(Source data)

___

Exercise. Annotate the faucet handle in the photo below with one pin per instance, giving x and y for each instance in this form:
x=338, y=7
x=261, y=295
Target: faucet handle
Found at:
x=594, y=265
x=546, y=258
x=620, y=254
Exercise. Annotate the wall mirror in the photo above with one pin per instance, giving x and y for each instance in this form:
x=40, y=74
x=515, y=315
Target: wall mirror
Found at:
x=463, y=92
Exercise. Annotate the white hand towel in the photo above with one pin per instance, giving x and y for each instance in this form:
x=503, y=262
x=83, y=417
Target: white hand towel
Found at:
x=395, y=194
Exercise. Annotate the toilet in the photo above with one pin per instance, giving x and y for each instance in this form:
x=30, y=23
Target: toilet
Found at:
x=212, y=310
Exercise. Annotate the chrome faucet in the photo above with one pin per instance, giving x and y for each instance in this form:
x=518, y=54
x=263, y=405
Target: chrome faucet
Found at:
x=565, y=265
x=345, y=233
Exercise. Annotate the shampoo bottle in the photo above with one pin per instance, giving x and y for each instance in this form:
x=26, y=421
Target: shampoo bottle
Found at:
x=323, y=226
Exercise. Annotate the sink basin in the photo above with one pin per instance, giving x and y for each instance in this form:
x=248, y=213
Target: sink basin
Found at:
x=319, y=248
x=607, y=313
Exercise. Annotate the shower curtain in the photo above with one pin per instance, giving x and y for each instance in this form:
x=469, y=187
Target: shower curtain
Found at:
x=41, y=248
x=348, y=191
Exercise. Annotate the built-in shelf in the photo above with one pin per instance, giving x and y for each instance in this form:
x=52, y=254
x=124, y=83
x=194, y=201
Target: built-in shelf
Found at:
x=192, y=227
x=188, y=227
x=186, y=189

___

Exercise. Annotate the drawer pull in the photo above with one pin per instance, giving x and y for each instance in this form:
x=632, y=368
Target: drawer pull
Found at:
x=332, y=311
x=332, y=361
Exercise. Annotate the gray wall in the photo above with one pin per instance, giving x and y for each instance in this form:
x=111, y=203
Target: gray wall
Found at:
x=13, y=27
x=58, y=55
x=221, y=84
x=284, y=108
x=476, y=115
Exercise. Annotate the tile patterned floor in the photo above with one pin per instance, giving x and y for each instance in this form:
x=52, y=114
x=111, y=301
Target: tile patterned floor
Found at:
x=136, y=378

___

→ **Given exercise**: Rename "Found at" to "Located at" in everything from the line containing "Exercise. Annotate the faucet" down to the line containing "x=345, y=233", and return only those lines with nothing else changed.

→ **Answer below**:
Exercise. Annotate the faucet handle in the photo below with one pin per instance, giving x and y for each instance in this form:
x=338, y=7
x=261, y=295
Target: faucet handle
Located at:
x=594, y=265
x=546, y=258
x=620, y=254
Exercise. Annotate the wall mirror in the photo above with one pin per instance, giving x and y for each instance in this form:
x=40, y=74
x=515, y=315
Target: wall mirror
Located at:
x=463, y=92
Exercise. Annotate the white hand towel in the photo above with one pin per instance, giving x and y for each instance in this form:
x=503, y=262
x=83, y=417
Target: white hand towel
Located at:
x=395, y=194
Exercise. Annotate the toilet in the photo above with one pin per instance, giving x and y for each instance in this form:
x=30, y=23
Target: toilet
Located at:
x=212, y=310
Exercise. Annotate the chrome faucet in the photo above with one pin per instance, giving x and y for each instance in this form:
x=518, y=54
x=263, y=405
Target: chrome faucet
Located at:
x=565, y=265
x=345, y=233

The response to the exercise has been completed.